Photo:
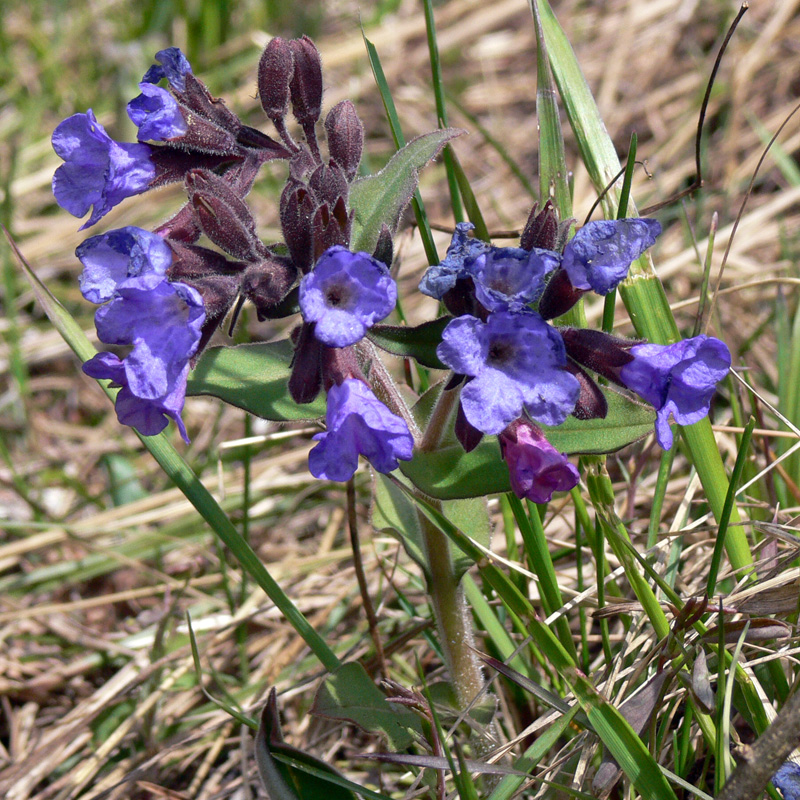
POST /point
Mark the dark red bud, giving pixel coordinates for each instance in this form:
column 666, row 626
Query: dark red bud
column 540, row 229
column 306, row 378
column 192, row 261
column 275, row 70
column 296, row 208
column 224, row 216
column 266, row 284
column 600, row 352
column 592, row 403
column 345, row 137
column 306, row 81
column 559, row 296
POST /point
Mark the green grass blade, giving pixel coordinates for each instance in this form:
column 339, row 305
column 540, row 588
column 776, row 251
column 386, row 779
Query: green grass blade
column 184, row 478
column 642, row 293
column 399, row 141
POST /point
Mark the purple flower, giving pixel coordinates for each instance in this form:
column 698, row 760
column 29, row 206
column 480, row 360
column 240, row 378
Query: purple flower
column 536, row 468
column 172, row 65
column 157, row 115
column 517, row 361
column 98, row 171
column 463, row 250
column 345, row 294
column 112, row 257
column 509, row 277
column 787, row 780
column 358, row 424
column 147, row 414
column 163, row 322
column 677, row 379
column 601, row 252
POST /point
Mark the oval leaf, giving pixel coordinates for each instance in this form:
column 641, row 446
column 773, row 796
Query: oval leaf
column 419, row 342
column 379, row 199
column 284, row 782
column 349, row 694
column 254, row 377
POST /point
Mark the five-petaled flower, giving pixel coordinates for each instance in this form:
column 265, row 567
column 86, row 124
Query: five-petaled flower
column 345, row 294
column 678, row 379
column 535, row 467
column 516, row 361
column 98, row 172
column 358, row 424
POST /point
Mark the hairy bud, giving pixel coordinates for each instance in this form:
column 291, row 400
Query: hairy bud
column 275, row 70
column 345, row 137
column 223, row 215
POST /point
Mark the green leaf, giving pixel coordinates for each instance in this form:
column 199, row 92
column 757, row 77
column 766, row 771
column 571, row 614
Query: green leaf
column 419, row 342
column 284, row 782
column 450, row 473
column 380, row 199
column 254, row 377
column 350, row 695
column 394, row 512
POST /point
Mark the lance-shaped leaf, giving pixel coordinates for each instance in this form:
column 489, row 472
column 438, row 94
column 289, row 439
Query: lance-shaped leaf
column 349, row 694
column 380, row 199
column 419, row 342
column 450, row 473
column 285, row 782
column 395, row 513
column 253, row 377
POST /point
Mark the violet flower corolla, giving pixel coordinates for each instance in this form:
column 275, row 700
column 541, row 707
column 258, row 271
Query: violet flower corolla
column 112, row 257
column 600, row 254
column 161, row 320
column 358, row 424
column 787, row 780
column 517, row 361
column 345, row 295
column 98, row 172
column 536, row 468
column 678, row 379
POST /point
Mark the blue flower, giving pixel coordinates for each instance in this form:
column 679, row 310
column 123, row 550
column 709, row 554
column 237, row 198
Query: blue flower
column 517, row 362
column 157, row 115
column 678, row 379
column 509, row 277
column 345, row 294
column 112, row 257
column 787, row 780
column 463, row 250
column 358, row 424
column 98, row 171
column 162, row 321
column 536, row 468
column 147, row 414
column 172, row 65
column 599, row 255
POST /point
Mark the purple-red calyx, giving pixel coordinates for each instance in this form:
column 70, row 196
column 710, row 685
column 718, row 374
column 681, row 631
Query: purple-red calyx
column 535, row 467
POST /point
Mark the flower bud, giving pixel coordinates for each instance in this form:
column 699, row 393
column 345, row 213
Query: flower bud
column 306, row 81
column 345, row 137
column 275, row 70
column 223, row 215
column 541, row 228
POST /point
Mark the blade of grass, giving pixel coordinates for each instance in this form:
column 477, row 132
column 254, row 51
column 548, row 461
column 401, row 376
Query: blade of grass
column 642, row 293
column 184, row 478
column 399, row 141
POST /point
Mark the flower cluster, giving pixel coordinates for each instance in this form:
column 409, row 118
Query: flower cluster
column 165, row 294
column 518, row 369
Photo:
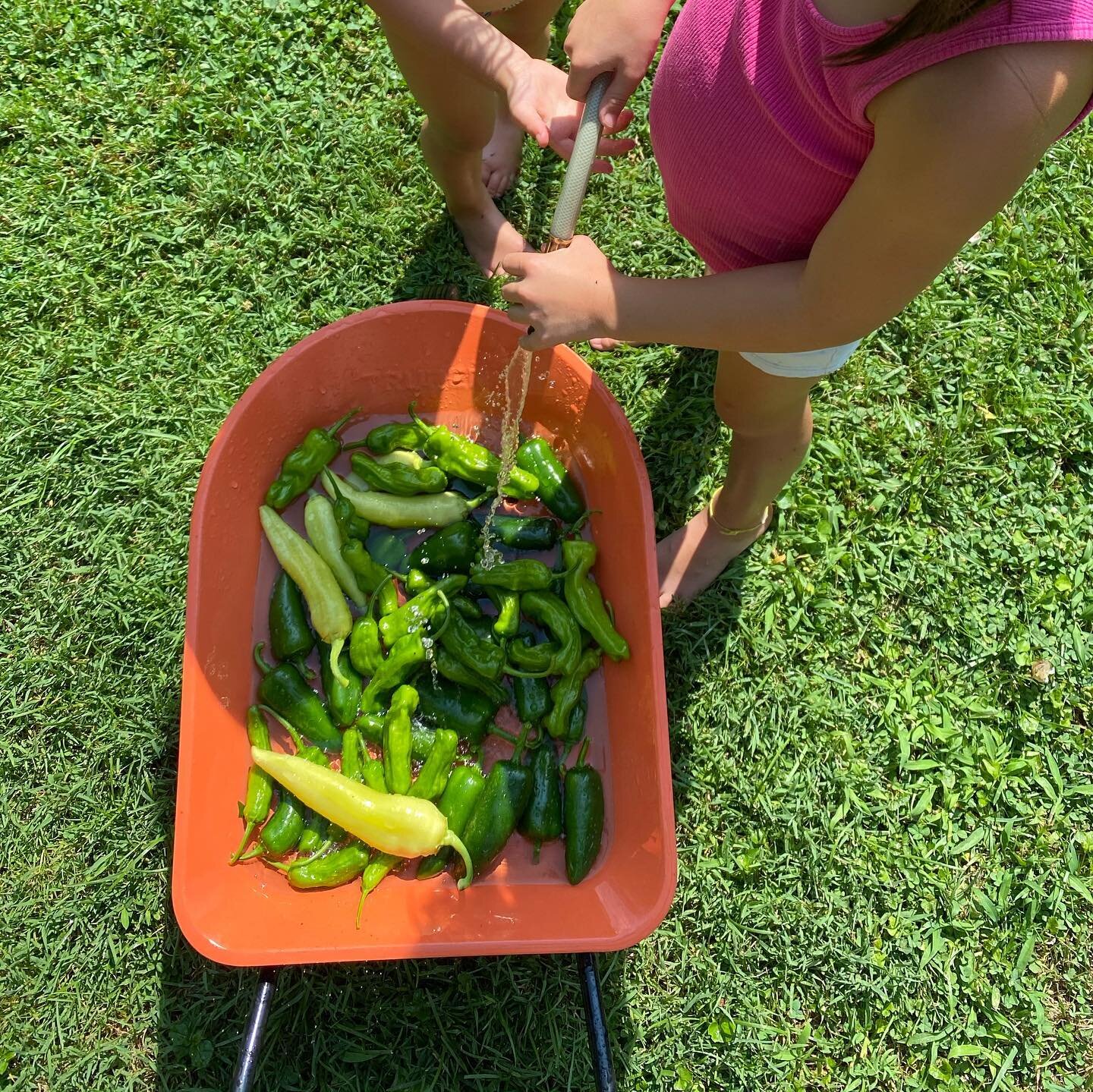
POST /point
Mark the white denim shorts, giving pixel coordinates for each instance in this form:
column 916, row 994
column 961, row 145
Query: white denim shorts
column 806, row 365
══════
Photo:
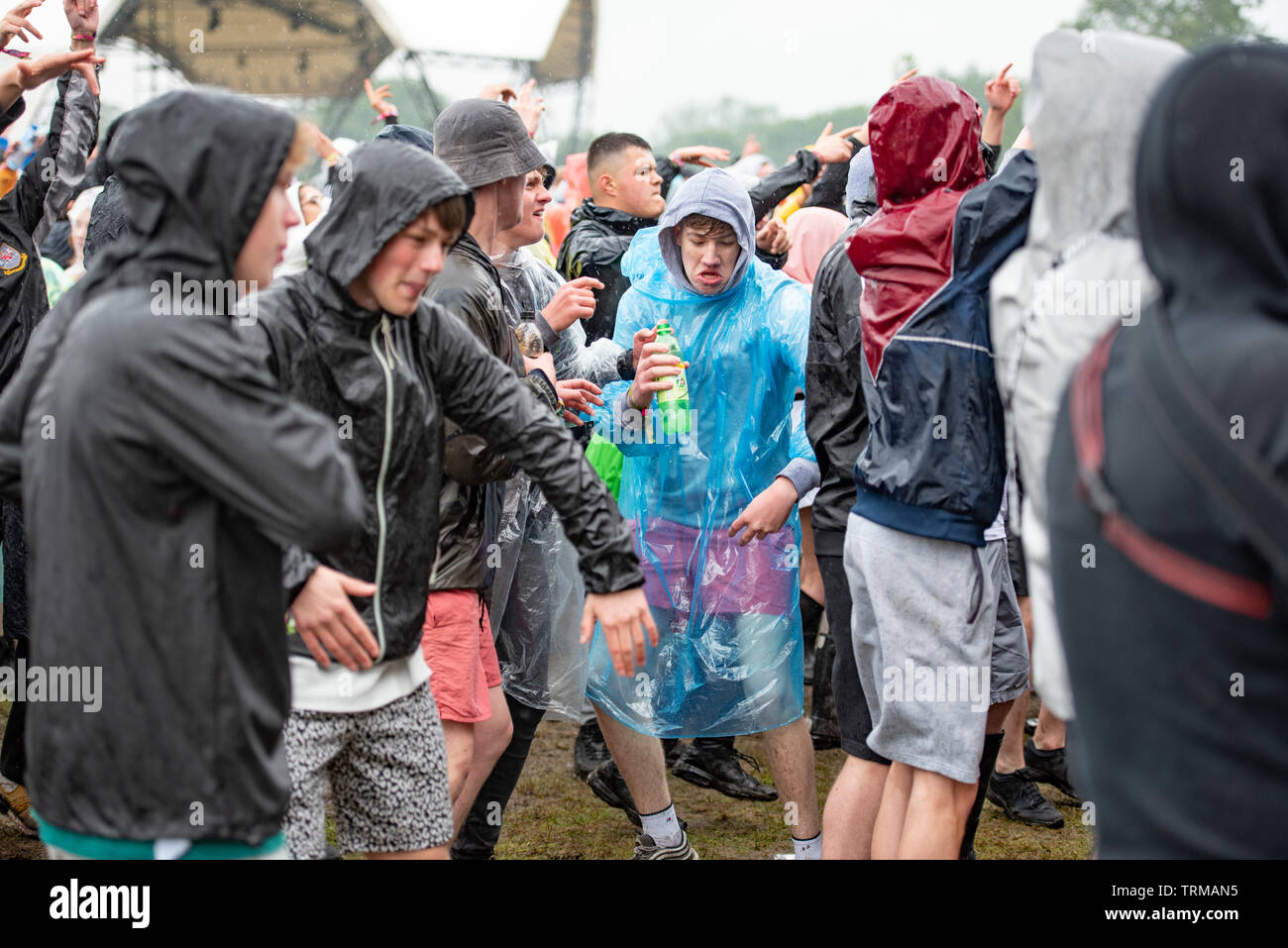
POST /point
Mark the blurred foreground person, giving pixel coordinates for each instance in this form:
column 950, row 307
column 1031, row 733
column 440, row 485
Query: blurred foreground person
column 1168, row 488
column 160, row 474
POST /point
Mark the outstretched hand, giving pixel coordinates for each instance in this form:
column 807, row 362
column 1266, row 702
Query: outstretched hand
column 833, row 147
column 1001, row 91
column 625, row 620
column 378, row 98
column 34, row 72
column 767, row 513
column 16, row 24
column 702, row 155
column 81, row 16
══════
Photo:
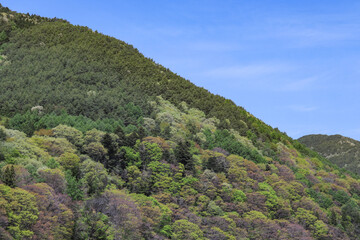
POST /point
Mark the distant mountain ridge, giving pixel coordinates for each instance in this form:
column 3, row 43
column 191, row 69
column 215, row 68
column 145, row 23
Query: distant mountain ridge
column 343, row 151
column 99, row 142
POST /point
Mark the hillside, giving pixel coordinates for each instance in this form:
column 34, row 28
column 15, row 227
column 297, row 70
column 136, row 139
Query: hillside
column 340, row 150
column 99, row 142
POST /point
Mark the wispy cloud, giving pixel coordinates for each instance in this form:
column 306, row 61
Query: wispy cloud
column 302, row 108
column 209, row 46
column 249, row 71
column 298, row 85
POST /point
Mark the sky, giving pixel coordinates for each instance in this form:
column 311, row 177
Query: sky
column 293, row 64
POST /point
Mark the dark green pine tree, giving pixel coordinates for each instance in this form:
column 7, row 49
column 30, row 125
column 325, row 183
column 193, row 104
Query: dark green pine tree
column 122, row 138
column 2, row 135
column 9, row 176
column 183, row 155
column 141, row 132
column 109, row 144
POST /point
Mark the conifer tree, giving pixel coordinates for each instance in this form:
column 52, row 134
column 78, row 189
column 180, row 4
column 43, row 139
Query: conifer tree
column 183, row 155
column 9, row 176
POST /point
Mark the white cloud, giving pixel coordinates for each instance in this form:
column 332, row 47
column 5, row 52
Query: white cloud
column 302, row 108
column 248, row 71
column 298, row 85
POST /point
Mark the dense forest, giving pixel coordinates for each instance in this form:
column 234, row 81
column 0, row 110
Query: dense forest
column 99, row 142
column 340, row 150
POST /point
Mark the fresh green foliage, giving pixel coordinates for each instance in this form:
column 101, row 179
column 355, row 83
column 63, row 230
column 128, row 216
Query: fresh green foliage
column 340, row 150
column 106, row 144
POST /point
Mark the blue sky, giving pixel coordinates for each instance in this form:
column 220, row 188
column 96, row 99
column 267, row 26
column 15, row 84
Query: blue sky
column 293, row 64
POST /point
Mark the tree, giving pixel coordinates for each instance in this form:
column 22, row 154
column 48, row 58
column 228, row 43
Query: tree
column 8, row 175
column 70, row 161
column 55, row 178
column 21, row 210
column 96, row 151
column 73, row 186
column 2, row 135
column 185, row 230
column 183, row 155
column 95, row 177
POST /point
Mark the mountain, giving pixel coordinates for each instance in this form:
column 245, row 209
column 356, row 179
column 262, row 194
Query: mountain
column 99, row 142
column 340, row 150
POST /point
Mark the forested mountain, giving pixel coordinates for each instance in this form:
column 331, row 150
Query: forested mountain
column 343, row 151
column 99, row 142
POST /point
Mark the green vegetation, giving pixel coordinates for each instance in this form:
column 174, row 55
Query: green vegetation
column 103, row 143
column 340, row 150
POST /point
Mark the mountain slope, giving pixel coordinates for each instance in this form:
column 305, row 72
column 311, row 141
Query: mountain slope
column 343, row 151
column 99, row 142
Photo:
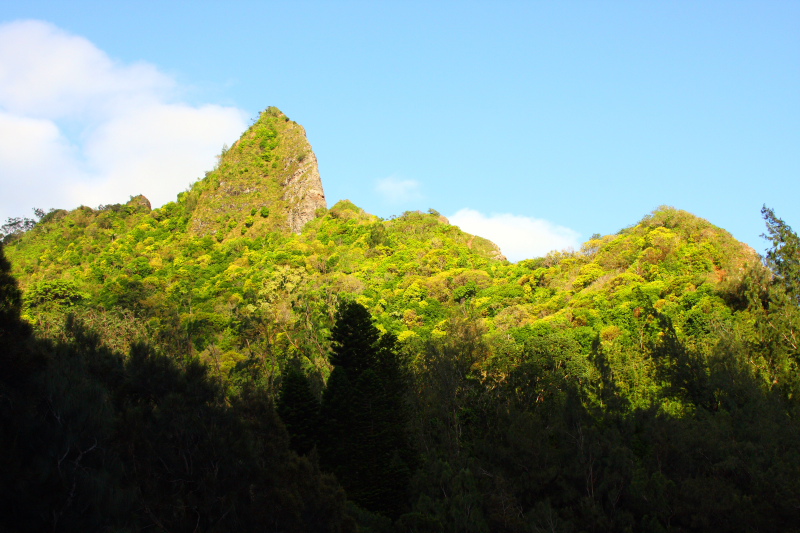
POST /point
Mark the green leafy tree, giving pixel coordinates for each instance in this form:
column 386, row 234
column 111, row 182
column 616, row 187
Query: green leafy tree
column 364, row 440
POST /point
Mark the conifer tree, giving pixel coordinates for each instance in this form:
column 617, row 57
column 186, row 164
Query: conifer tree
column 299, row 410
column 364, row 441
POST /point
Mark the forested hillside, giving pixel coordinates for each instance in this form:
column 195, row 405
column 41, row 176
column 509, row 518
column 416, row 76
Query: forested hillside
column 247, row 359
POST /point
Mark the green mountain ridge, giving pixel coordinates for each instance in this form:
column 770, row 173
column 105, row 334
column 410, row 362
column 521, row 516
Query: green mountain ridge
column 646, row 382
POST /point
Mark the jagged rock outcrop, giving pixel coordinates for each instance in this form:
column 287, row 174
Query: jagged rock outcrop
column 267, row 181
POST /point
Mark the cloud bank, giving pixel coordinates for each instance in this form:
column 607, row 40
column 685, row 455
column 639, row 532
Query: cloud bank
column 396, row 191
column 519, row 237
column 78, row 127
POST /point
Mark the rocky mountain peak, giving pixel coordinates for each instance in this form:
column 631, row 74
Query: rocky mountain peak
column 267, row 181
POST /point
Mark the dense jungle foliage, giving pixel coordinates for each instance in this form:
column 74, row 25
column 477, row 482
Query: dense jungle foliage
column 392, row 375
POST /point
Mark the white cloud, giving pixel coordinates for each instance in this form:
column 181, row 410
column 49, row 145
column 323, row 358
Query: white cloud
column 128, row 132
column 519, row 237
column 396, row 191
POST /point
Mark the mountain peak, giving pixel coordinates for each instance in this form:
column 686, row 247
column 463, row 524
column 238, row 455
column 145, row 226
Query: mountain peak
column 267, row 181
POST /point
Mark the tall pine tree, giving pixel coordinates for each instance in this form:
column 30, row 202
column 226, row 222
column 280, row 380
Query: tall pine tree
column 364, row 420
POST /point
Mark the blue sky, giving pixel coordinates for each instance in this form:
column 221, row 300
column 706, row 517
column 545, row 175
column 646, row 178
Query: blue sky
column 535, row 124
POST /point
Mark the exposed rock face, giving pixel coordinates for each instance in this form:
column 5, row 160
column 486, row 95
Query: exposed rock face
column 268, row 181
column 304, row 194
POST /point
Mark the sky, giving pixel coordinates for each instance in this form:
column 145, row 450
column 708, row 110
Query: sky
══════
**Exercise details:** Find every line in the records that contains the word "pine" and copy each of those lines.

**Solution:**
Mark the dark green pine tree, giving pixel coordinates for each instance in this form:
Query: dark green pine tree
Mark the tall pine tree, giving pixel coordinates for each instance in this form:
Query: tall pine tree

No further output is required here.